→ **WORK TO BE COMPLETED**
Give the lines of all the records below as a JSON list of strings, one string per line, with blank lines omitted. Leave the pictures out of the answer.

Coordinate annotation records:
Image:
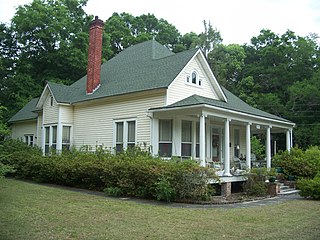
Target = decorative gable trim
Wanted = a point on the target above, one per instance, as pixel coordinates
(45, 93)
(216, 85)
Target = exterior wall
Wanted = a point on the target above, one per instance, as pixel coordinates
(20, 129)
(39, 130)
(66, 114)
(94, 121)
(50, 112)
(179, 89)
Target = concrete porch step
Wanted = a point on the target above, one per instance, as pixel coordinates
(288, 191)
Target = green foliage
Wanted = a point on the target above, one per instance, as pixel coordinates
(299, 163)
(164, 191)
(310, 187)
(113, 191)
(4, 169)
(132, 173)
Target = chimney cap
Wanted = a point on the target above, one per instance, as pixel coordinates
(96, 22)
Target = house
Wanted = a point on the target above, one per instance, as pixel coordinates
(148, 95)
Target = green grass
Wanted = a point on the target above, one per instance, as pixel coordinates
(32, 211)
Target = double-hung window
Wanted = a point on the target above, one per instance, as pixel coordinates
(28, 139)
(165, 138)
(186, 139)
(66, 137)
(125, 134)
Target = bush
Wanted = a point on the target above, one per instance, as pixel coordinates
(310, 187)
(164, 191)
(132, 173)
(4, 169)
(299, 163)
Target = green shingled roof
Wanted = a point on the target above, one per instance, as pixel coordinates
(26, 113)
(233, 103)
(145, 66)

→ **FINAL RESULT**
[
  "Image:",
  "Target = decorative gable trim",
  "Wanted = a point on the target above, one per instance, as pixel coordinates",
  "(45, 93)",
  "(216, 85)",
  "Target = exterior wall",
  "Wanted = a point on the target above, one per instance, as pixel coordinates",
  "(20, 129)",
  "(39, 130)",
  "(66, 114)",
  "(94, 121)",
  "(50, 112)",
  "(179, 89)",
  "Target = concrete porch step",
  "Wanted = a point on the target above, one per instance, as pixel coordinates",
  "(288, 191)",
  "Target = green foliage",
  "Wanted = a point on the target above, one per instance, as pixel coordinates",
  "(299, 163)",
  "(164, 191)",
  "(310, 187)",
  "(113, 191)",
  "(4, 169)",
  "(132, 173)",
  "Target = chimney cap",
  "Wanted = a point on the target above, one per instance, as pixel coordinates",
  "(96, 22)",
  "Target = house",
  "Wanted = a point on the target above, one per instance, as pixel coordinates",
  "(148, 95)",
  "Target = green grass",
  "Wanted = a point on the target above, one per instance, as pixel coordinates",
  "(32, 211)",
  "Target = double-hung window",
  "Wanted = a point on the target above, one per instance, as pixel coordinates",
  "(28, 139)",
  "(165, 138)",
  "(186, 139)",
  "(66, 137)",
  "(125, 134)",
  "Target = bush",
  "Wanted = a point on the target above, one per instance, as pixel coordinates",
  "(310, 187)",
  "(164, 191)",
  "(132, 173)",
  "(4, 169)",
  "(299, 163)",
  "Target = green shingled roof",
  "Wanted = a point on the target above, one per instance, as pixel coordinates",
  "(26, 113)",
  "(233, 103)",
  "(145, 66)"
]